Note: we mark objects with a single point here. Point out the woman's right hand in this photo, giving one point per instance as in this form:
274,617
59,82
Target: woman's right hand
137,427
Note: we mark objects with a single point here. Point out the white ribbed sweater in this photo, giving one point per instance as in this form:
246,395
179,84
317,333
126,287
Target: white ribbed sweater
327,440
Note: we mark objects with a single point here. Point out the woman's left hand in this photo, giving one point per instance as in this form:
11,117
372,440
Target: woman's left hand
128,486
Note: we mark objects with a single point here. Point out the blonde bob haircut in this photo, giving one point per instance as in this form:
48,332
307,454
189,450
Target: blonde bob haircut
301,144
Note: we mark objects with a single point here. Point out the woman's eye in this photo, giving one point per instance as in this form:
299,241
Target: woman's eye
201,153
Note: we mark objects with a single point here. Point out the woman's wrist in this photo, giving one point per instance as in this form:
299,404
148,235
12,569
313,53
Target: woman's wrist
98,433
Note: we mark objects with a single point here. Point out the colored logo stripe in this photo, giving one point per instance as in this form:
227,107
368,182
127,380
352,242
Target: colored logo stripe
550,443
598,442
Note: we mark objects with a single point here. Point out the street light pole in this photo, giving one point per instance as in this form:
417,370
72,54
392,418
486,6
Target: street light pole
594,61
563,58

=-=-=-=-=

TASK >>
Set down only these lines, exactly: the one containing "Target: colored logo stripe" and each line after it through the end of the entries above.

WRITTEN SOLUTION >>
Target: colored logo stripe
550,443
598,442
Note: we mark objects with a single point here. Point out the street light pole in this photo, giving one point per instance as in this form:
417,370
72,54
392,418
486,6
Target: street light pole
594,61
563,58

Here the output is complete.